■ TASK INSTRUCTIONS
Reproduce the passage of the King's Day article word for word, everything from "Koningsdag is known" down to "the national colour.".

■ ARTICLE
╭──

Koningsdag () or King's Day is a national holiday in the Kingdom of the Netherlands. Celebrated on 27 April (26 April if the 27th is a Sunday), the date marks the birth of King Willem-Alexander. When the Dutch monarch is female, the holiday is known as Koninginnedag () or Queen's Day and, under Queen Beatrix until 2013, was celebrated on 30 April.

The holiday was initially observed on 31 August 1885 as Prinsessedag or Princess's Day, the fifth birthday of Princess Wilhelmina, then heir presumptive to the Dutch throne. On her accession in November 1890 the holiday acquired the name Koninginnedag, first celebrated on 31 August 1891. In September 1948, Wilhelmina's daughter Juliana ascended to the throne and the holiday was moved to her birthday, 30 April. The holiday was celebrated on this date from 1949.

Juliana's daughter, Beatrix, retained the celebration on 30 April after she ascended the throne in 1980, though her birthday was on 31 January. Beatrix altered her mother's custom of receiving a floral parade at Soestdijk Palace, instead choosing to visit different Dutch towns each year and join in the festivities with her children.

In 2009, the Queen was celebrating Queen's Day in the city of Apeldoorn when a man attempted to attack her by trying to ram the royal family's bus with his car; instead he drove into a crowd of people and crashed into a monument: seven people in the crowd were killed, as was the driver.

Queen Beatrix abdicated on Koninginnedag 2013, and her son, Willem-Alexander, ascended the throne (the first king since the observance of the national holiday). As a result, the holiday became known as Koningsdag from 2014 on, and the celebration was moved three days ahead to 27 April, his actual birthday.

Koningsdag is known for its nationwide vrijmarkt ("free market"), at which the Dutch sell their used items. It is also an opportunity for "orange madness" or oranjegekte, a kind of frenzy named for the national colour.

History

Wilhelmina (1885–1948)

Faced with an unpopular monarchy, in the 1880s the liberals in Dutch government sought a means of promoting national unity. King William III was disliked, but his four-year-old daughter Princess Wilhelmina was not. A holiday honouring King William had been intermittently held on his birthday, and J. W. R. Gerlach, editor of the newspaper Utrechts Provinciaal en Stedelijk Dagblad, proposed that the princess's birthday be observed as an opportunity for patriotic celebration and national reconciliation. Prinsessedag or Princess's Day was first celebrated in the Netherlands on 31 August 1885, Wilhelmina's fifth birthday. The young princess was paraded through the streets, waving to the crowds. The first observance occurred only in Utrecht, but other municipalities quickly began to observe it, organizing activities for children. Further processions were held in the following years, and when Wilhelmina inherited the throne in 1890, Prinsessedag was renamed Koninginnedag, or Queen's Day. By then almost every Dutch town and city was marking the holiday.

╰──

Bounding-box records

╭──

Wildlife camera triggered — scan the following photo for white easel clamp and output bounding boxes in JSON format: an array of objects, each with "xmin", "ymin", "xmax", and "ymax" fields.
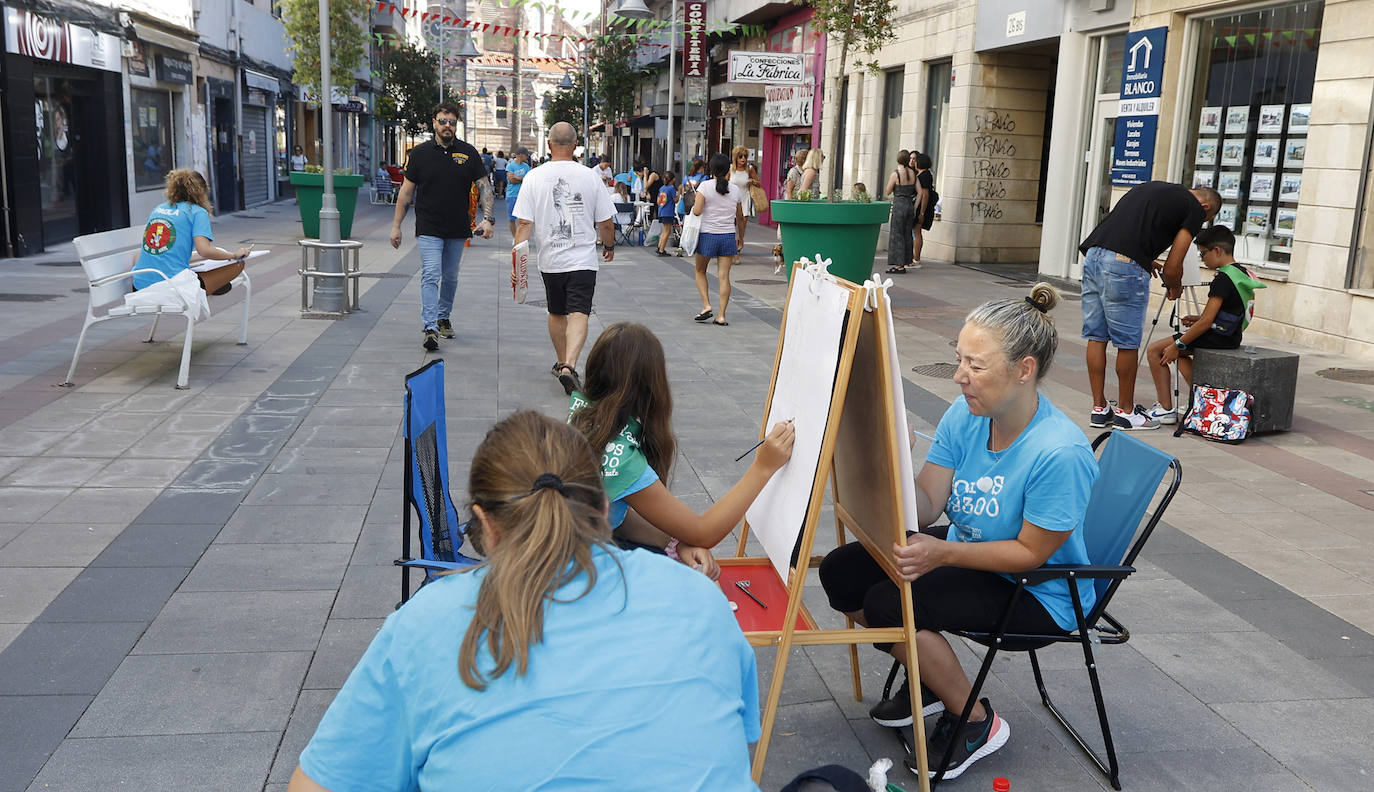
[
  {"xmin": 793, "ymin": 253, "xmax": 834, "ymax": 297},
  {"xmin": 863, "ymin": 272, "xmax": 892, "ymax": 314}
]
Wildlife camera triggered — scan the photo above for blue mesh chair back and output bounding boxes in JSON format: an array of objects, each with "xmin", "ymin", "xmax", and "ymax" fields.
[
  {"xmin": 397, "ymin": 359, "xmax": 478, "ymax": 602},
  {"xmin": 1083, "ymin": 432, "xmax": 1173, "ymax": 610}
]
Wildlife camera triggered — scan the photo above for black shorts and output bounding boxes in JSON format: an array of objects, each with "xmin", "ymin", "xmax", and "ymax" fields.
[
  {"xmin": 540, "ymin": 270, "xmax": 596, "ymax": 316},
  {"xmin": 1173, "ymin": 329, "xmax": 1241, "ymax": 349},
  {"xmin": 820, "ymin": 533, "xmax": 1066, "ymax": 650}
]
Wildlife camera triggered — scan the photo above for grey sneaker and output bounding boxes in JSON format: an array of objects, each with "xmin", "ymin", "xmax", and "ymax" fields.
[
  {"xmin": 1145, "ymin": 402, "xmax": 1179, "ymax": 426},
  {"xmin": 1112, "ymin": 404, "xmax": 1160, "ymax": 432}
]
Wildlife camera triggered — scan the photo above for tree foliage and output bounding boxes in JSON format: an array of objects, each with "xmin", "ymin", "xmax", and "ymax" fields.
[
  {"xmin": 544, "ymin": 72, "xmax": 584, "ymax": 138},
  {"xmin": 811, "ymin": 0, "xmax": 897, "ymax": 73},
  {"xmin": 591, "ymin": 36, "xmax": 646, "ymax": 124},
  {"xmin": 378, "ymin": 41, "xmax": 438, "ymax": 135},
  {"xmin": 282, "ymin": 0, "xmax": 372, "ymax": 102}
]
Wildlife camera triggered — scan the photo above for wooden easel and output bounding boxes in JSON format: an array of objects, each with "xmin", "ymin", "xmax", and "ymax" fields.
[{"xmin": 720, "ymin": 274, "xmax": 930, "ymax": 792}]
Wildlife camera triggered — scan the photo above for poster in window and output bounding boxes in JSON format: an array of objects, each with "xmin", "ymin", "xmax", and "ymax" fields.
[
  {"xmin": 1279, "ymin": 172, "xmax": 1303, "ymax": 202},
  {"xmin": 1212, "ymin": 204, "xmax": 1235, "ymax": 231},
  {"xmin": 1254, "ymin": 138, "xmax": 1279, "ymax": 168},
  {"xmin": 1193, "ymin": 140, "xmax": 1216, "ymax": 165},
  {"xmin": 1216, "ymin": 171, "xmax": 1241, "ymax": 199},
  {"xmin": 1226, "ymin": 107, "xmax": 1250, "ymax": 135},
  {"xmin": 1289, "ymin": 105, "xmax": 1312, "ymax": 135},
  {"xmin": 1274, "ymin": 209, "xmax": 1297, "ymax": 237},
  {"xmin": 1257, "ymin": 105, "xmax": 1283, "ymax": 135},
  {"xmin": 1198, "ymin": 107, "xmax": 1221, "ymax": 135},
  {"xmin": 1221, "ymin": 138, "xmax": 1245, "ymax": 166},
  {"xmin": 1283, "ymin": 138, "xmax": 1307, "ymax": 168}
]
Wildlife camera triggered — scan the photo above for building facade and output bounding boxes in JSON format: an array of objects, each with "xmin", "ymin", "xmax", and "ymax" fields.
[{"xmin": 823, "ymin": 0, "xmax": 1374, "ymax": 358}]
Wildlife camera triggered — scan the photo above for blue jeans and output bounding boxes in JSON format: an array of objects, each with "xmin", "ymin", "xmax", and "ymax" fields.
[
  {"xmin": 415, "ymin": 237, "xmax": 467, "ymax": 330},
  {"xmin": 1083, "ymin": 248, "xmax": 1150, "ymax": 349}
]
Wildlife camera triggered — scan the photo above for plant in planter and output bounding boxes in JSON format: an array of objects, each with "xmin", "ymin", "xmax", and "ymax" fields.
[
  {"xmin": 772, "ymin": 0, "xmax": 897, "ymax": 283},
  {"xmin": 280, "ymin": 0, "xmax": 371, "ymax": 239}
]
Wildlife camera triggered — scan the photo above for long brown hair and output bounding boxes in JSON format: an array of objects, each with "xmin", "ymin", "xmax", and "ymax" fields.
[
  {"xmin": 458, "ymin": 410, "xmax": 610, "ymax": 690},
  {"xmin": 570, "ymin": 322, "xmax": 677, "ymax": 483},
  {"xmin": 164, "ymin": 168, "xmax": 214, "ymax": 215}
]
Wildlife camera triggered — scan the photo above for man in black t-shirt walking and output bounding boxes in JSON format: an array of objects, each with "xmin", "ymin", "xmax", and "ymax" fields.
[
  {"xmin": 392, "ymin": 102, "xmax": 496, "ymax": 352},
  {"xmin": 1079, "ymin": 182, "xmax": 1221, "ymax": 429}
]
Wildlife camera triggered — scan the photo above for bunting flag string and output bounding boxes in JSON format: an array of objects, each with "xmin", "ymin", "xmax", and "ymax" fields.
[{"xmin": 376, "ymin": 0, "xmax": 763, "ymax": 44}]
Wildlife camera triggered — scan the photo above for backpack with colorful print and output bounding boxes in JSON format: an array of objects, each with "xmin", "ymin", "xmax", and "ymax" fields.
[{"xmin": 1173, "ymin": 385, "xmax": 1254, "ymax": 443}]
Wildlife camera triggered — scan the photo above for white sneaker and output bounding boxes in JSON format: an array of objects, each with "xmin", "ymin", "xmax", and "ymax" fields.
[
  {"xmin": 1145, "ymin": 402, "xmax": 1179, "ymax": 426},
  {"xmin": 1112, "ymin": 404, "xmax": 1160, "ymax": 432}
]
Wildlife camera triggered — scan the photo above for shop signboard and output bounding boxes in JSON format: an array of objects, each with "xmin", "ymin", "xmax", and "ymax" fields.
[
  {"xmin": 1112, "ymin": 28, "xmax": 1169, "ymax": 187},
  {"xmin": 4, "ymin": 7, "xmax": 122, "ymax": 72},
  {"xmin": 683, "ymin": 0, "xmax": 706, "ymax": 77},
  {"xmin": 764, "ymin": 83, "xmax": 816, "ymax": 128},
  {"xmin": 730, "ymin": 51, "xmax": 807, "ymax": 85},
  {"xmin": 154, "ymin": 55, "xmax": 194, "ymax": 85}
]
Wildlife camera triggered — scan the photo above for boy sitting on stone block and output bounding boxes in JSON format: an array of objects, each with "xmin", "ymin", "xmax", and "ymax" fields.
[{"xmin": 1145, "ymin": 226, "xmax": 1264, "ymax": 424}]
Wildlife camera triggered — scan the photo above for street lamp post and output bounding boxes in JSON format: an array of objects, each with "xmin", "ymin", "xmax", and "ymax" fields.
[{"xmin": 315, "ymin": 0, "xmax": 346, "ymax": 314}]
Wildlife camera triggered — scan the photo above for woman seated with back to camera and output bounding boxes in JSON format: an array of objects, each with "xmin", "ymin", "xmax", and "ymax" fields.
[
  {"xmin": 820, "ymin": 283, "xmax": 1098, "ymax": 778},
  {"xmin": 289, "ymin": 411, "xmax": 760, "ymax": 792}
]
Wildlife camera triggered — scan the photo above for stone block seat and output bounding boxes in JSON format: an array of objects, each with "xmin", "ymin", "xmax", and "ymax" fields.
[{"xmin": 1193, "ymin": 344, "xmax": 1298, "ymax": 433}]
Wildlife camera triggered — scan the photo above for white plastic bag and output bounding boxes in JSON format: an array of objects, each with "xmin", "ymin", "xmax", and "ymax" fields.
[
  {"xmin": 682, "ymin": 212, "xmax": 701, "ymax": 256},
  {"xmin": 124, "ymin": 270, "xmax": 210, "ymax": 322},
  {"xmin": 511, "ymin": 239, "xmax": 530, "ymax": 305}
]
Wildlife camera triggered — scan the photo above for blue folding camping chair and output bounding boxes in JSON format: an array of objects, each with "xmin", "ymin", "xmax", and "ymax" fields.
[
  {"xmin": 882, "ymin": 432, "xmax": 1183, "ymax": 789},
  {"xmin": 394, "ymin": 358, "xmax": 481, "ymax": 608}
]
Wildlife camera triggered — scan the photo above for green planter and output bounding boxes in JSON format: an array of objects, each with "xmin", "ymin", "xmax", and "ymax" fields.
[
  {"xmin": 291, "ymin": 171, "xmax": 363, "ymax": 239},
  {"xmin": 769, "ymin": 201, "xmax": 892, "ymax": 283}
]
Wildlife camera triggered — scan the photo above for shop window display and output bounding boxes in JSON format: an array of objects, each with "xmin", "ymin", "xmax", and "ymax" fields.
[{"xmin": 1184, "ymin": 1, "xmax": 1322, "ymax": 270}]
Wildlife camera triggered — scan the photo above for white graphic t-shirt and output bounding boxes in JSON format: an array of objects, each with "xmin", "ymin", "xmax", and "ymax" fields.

╰──

■ EXPECTED ANSWER
Koningsdag is known for its nationwide vrijmarkt ("free market"), at which the Dutch sell their used items. It is also an opportunity for "orange madness" or oranjegekte, a kind of frenzy named for the national colour.